(Segmentation labeling items)
───

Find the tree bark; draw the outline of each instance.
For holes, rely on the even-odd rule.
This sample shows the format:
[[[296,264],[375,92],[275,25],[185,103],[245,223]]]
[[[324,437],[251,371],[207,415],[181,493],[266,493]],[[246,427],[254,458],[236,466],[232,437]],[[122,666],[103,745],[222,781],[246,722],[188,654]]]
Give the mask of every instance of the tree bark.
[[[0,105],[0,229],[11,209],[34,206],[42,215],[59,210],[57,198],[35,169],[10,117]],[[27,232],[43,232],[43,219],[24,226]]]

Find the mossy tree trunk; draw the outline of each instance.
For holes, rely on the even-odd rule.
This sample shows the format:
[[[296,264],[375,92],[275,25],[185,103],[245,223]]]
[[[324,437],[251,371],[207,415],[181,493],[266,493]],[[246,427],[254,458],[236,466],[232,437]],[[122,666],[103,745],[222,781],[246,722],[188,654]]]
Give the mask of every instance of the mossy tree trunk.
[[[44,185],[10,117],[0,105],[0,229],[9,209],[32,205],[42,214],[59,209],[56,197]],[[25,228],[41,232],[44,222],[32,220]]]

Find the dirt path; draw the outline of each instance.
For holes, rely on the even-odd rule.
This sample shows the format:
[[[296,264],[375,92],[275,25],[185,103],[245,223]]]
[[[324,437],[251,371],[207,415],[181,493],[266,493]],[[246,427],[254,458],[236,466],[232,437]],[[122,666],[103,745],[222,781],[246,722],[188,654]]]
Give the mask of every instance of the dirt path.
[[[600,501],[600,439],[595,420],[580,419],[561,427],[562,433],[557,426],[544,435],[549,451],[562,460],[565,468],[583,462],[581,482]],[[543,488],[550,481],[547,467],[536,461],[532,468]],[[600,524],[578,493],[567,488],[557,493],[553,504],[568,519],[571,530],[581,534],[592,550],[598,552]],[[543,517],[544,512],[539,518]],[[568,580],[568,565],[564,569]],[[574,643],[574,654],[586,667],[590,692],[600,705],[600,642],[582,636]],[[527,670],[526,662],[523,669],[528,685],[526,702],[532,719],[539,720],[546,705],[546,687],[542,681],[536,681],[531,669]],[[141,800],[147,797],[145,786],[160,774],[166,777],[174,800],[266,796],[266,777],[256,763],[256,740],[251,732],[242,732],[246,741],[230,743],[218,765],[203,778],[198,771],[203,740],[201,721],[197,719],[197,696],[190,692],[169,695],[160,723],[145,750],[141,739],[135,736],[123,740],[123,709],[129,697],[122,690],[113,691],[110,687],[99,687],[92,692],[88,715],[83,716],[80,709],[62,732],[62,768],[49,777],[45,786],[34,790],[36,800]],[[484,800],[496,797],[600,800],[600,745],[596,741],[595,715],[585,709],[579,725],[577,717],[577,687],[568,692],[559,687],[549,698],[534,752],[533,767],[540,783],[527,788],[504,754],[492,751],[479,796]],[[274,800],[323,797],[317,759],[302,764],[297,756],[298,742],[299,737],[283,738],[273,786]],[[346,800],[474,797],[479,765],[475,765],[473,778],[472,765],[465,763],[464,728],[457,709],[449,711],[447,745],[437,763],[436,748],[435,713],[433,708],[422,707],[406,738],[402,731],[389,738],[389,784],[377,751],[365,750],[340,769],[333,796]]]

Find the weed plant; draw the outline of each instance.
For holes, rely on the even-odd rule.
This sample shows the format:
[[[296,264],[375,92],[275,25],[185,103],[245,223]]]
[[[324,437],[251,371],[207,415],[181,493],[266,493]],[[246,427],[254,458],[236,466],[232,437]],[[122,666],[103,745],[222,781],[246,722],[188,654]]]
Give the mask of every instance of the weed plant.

───

* Task statement
Duplicate all of the rows above, reproducing every line character for character.

* Expected output
Find the tree bark; draw the outline of each instance.
For holes, rely on the even-odd rule.
This sample shows the format:
[[[296,264],[375,92],[275,25],[185,103],[245,223]]]
[[[324,437],[251,371],[207,415],[181,493],[266,493]],[[246,427],[254,458],[236,466],[232,437]],[[122,666],[103,745],[222,781],[246,722],[188,654]]]
Give the mask of every instance of the tree bark.
[[[0,105],[0,229],[11,209],[34,206],[42,215],[59,210],[57,198],[35,169],[10,117]],[[27,232],[43,232],[43,219],[24,226]]]

Find the mossy tree trunk; draw the outline of each instance.
For holes, rely on the even-odd rule.
This sample shows the format:
[[[296,264],[375,92],[275,25],[185,103],[245,223]]]
[[[324,437],[251,371],[207,415],[181,493],[266,493]],[[246,427],[254,458],[236,466],[232,437]],[[122,666],[103,745],[222,781],[246,722],[188,654]]]
Give the mask of every instance of the mossy tree trunk.
[[[44,185],[10,117],[0,105],[0,229],[9,209],[32,205],[42,214],[59,209],[56,197]],[[25,228],[41,232],[44,222],[32,220]]]

Find the dirt path; draw the outline of each instance.
For holes, rely on the even-odd rule.
This sample shows the format:
[[[296,264],[375,92],[275,25],[185,103],[245,223]]]
[[[324,437],[251,371],[207,415],[181,493],[266,493]],[[246,427],[254,458],[236,466],[232,437]],[[122,666],[103,745],[222,781],[246,722],[188,654]]]
Give the mask of every instance of the dirt path.
[[[600,501],[600,439],[595,420],[580,419],[561,427],[562,433],[557,426],[544,435],[549,451],[562,460],[565,468],[583,462],[581,482]],[[543,488],[550,481],[547,467],[536,461],[532,468]],[[600,524],[578,493],[567,488],[557,493],[553,504],[568,519],[571,530],[581,534],[592,550],[598,552]],[[543,517],[544,512],[539,518]],[[568,580],[568,565],[564,569]],[[574,643],[574,654],[586,667],[590,692],[600,705],[600,642],[582,636]],[[527,670],[526,662],[523,669],[528,685],[526,702],[532,719],[539,720],[546,705],[546,687],[542,681],[536,681],[531,669]],[[141,800],[147,797],[145,786],[160,774],[166,777],[174,800],[266,796],[266,777],[256,763],[256,740],[251,732],[242,732],[246,741],[230,743],[218,765],[203,778],[198,771],[203,740],[201,721],[197,719],[197,696],[190,692],[169,695],[160,723],[145,750],[141,739],[135,736],[123,740],[123,709],[129,697],[122,690],[113,691],[110,687],[99,687],[92,692],[88,715],[83,716],[80,709],[62,732],[62,768],[49,777],[45,786],[34,790],[36,800]],[[484,800],[496,797],[600,800],[600,745],[596,741],[595,715],[585,709],[579,725],[577,717],[577,687],[568,692],[559,687],[549,698],[534,752],[533,767],[540,783],[527,788],[504,754],[492,751],[479,796]],[[274,800],[323,797],[317,759],[302,764],[297,756],[298,742],[299,737],[283,738],[273,786]],[[346,800],[474,797],[479,765],[475,765],[473,778],[472,765],[465,763],[464,728],[457,709],[449,711],[447,745],[437,763],[436,748],[435,713],[433,708],[422,707],[406,738],[402,731],[389,738],[389,784],[377,751],[365,750],[340,769],[333,796]]]

Find the weed plant; draw the outline of each instance.
For holes, rely on the even-odd rule.
This sample shows the format:
[[[296,264],[375,92],[275,25],[185,103],[245,223]]]
[[[324,437],[251,371],[207,415],[181,493],[266,493]],[[246,427],[254,458],[236,466],[232,437]],[[122,666],[103,745],[222,781],[246,722],[188,654]]]
Give the mask of every instance of the weed plant.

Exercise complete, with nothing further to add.